→ **Page text**:
[start]
The PR is constructing velox::connector::hive::iceberg::IcebergDeleteFile with an outdated argument list.
The new Velox submodule version changed the IcebergDeleteFile constructor signature, so this call no longer matches.

Solution

Update the construction of IcebergDeleteFile in toVeloxSplit() to match the current Velox API instead of passing the old positional parameter list directly.
[end]
→ **Given material**:
[start]
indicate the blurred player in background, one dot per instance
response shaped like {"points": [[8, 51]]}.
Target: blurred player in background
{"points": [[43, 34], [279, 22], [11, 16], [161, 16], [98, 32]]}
[end]
→ **Problems to solve**:
- A) Give the stretch of the IcebergDeleteFile text from "The PR is constructing" through "no longer matches.", swapping "outdated" for "obsolete".
- B) According to the IcebergDeleteFile text, what changed the IcebergDeleteFile constructor signature?
The data has no connection to the IcebergDeleteFile text.

→ **Per-task answers**:
- A)
The PR is constructing velox::connector::hive::iceberg::IcebergDeleteFile with an obsolete argument list.
The new Velox submodule version changed the IcebergDeleteFile constructor signature, so this call no longer matches.

- B) The new Velox submodule version changed it.